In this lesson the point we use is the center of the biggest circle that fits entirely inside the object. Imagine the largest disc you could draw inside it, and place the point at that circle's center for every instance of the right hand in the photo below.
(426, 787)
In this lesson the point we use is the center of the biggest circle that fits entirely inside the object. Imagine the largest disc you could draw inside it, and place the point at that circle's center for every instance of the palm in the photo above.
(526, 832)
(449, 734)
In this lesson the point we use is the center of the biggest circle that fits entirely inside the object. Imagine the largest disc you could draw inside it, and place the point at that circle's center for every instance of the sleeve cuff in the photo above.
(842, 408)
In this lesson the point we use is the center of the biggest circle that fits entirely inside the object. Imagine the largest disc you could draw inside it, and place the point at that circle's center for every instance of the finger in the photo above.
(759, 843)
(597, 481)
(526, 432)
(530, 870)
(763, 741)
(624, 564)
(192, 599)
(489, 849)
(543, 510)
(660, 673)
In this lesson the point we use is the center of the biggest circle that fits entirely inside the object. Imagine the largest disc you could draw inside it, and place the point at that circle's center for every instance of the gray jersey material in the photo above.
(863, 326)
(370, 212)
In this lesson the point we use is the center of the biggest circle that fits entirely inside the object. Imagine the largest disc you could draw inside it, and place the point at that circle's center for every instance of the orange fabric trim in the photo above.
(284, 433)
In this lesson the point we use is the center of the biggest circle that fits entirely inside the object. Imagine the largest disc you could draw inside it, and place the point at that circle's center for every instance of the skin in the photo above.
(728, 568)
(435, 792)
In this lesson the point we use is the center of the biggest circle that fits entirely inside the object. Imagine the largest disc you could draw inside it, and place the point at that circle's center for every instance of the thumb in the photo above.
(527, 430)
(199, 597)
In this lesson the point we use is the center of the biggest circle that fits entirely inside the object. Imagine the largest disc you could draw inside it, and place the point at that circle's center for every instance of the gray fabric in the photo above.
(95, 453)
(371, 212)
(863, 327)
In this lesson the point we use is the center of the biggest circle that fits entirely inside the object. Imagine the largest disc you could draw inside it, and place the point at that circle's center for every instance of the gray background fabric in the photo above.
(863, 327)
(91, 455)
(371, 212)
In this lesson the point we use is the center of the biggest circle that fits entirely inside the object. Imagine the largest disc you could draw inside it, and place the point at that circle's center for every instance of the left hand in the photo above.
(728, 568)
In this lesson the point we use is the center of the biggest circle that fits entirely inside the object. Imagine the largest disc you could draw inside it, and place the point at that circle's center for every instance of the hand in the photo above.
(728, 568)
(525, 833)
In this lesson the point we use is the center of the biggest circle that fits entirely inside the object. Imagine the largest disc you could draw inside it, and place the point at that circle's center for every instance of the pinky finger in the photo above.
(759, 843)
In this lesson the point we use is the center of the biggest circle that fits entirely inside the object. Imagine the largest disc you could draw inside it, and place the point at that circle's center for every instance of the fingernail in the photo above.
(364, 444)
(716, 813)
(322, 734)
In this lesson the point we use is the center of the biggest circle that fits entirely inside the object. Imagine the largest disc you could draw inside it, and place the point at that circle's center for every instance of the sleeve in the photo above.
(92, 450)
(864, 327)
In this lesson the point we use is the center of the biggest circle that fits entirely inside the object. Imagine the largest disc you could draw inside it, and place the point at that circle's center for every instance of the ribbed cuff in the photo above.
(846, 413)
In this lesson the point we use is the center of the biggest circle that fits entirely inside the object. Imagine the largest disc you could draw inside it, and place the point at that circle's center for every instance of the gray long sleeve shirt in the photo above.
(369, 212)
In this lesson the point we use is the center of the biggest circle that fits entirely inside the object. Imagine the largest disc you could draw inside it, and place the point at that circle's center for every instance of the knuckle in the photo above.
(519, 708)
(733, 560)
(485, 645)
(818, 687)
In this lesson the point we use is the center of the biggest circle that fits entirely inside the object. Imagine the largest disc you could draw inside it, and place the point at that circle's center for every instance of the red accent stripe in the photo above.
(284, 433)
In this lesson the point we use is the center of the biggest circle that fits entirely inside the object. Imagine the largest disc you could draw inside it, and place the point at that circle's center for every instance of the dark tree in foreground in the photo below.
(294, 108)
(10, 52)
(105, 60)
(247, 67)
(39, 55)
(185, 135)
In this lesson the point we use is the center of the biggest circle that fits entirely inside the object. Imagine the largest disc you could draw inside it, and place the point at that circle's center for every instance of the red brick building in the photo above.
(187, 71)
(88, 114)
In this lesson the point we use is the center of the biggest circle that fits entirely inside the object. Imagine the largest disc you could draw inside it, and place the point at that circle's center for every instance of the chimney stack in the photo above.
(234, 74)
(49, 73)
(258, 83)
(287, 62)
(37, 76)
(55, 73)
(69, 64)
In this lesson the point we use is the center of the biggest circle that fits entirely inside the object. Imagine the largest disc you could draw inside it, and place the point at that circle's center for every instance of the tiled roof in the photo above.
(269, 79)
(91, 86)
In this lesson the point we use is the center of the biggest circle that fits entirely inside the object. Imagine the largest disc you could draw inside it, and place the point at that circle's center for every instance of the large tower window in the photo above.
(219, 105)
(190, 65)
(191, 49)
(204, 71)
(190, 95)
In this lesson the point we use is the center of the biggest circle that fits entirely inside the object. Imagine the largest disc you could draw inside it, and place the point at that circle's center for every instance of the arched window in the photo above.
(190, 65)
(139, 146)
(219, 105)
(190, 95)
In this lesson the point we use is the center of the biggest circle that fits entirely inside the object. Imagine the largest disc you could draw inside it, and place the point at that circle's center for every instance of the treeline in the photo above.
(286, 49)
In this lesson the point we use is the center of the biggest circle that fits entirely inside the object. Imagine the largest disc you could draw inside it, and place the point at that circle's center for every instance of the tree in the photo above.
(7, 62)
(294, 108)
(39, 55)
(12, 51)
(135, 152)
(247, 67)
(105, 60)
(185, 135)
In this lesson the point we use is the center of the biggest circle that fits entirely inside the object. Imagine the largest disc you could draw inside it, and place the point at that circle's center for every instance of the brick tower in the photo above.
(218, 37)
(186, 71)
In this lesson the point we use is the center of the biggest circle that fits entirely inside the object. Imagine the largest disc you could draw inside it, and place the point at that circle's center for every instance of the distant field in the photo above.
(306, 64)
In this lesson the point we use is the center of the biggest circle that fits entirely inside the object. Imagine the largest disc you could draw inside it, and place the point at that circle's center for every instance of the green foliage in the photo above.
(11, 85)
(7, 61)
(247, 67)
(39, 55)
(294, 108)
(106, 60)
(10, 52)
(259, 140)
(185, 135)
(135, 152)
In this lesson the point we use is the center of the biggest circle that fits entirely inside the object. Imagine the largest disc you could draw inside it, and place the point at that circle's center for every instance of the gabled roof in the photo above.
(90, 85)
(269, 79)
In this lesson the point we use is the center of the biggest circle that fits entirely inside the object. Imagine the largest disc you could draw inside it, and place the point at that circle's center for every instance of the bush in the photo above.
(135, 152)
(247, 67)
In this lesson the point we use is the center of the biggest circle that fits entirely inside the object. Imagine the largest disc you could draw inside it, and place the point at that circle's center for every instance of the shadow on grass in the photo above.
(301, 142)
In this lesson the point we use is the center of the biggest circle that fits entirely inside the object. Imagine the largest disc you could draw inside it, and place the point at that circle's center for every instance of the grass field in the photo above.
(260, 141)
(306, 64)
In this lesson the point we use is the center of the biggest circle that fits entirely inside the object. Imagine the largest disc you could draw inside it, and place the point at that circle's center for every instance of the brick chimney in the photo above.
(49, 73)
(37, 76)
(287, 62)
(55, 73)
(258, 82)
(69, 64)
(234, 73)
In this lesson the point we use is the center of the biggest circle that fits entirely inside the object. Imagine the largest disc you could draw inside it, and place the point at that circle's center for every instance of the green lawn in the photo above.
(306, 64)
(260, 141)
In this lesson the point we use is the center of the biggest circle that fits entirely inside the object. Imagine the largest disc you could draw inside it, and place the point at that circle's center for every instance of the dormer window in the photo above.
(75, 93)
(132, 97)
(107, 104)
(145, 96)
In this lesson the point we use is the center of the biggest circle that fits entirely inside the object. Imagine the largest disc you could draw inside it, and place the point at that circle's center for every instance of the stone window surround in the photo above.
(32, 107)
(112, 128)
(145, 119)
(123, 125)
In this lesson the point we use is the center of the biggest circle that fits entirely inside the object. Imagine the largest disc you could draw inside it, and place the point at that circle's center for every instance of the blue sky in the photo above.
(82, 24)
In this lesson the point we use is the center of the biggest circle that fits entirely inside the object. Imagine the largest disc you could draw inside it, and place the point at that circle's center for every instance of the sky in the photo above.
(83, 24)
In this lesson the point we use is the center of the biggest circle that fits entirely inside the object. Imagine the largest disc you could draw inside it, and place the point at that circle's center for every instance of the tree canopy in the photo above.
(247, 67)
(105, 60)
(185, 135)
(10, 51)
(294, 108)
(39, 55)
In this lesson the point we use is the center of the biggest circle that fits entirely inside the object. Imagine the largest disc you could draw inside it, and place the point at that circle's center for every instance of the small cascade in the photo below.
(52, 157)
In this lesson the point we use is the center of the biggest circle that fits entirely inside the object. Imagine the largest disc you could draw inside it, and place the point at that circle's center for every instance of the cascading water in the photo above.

________________________

### Prompt
Repeat, with no changes, each line from the one with "canopy in the photo above." to the end of the listing, including both ends and nothing else.

### Complete response
In this lesson the point we use is the center of the biggest circle that fits entirely inside the object. Imagine the largest disc you could draw inside it, and place the point at that circle's center for every instance of the tree canopy in the photo above.
(247, 67)
(105, 60)
(185, 135)
(10, 51)
(294, 108)
(39, 55)
In this lesson the point we use is the center of the biggest circle that fits entirely inside the object. Imagine the largest disc you could draw inside it, and place the point at that circle's center for every instance of the small cascade in the photo below.
(52, 157)
In this lesson the point we use is the center of the biggest circle that fits entirely inside the object. Imagine the largest disc you could draw inside it, and place the point at that circle's center for every instance of the cascading water in the photo above.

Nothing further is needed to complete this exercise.